▶ [Trecho da resenha]:
----

Em último lugar, penso que a raridade da discussão sobre gênero não justifica a transformação em núcleo de objetivo, já que as menções se resumem a pontuais hipóteses sobre empoderamento feminino via negociação com proprietários ou homens livres.

Como quase sempre resenho pensando nos noviços, apresento, agora, algumas virtudes da obra (talvez não tão virtuosas aos olhos dos especialistas em história dos africanos no Brasil. A autora busca por “identificação” e “identidade” dos escravizados. Ela descreve a polifonia de vozes, ensinando que a comparação de discursos, considerando o dono da voz, é tarefa básica: a voz do escravizado, do tradutor do escravizado, do proprietário do escravizado, do conhecido livre/liberto do escravizado, do mediador da escravização, o padre. Quem tem autoridade sobre o discurso da identidade? É a historiadora, lançando mão de intricadas operações de contextualização. Aqui e a li, ela é obrigada a examinar fenômenos em determinadas regiões do continente Africano ou da capitania/província da Bahia para identificar oposições e prováveis (re)identificações dos escravizados que habitam Sergipe.

As alegorias de entrada de capítulo (do 2 ao 6) devem ser louvados como pistas para quem pretende usar o livro como fonte para a construção de material didático. Algumas curtas narrativas têm personagens identificados outras não. O objetivo, a ser imitado, é produzir um efeito de realidade com números, adjetivos e substantivos cruzados de modo sistemático para demonstrar conquistas da mulher escrava.

----

▶ [Dados fornecidos]:

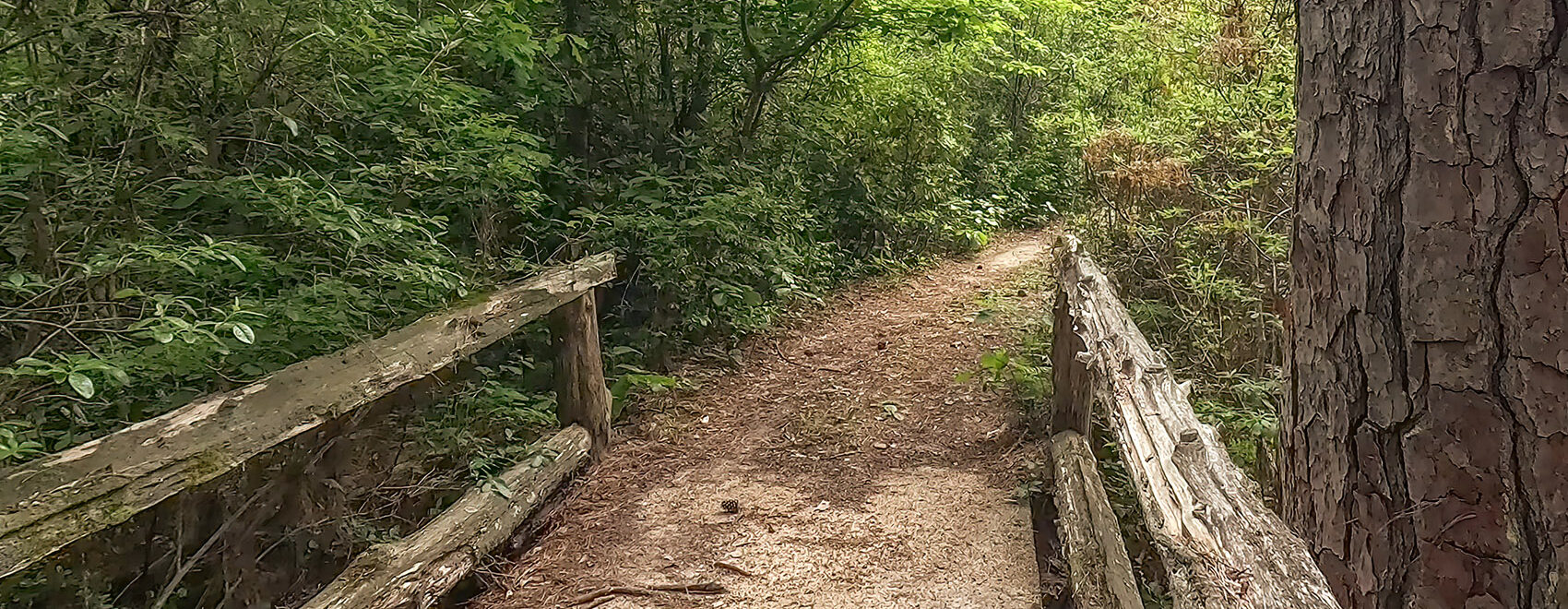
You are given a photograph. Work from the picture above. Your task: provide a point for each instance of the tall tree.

----

▶ [Tarefas propostas]:
a) Segundo a resenha, que tarefa básica a autora ensina ao descrever a polifonia de vozes?
b) Traduza para o inglês esta frase da resenha: "A autora busca por “identificação” e “identidade” dos escravizados."
A listagem é um material à parte, sem relação com a resenha.

▶ [Respostas esperadas]:
a) A comparação de discursos, considerando o dono da voz.

b) The author seeks the "identification" and "identity" of the enslaved.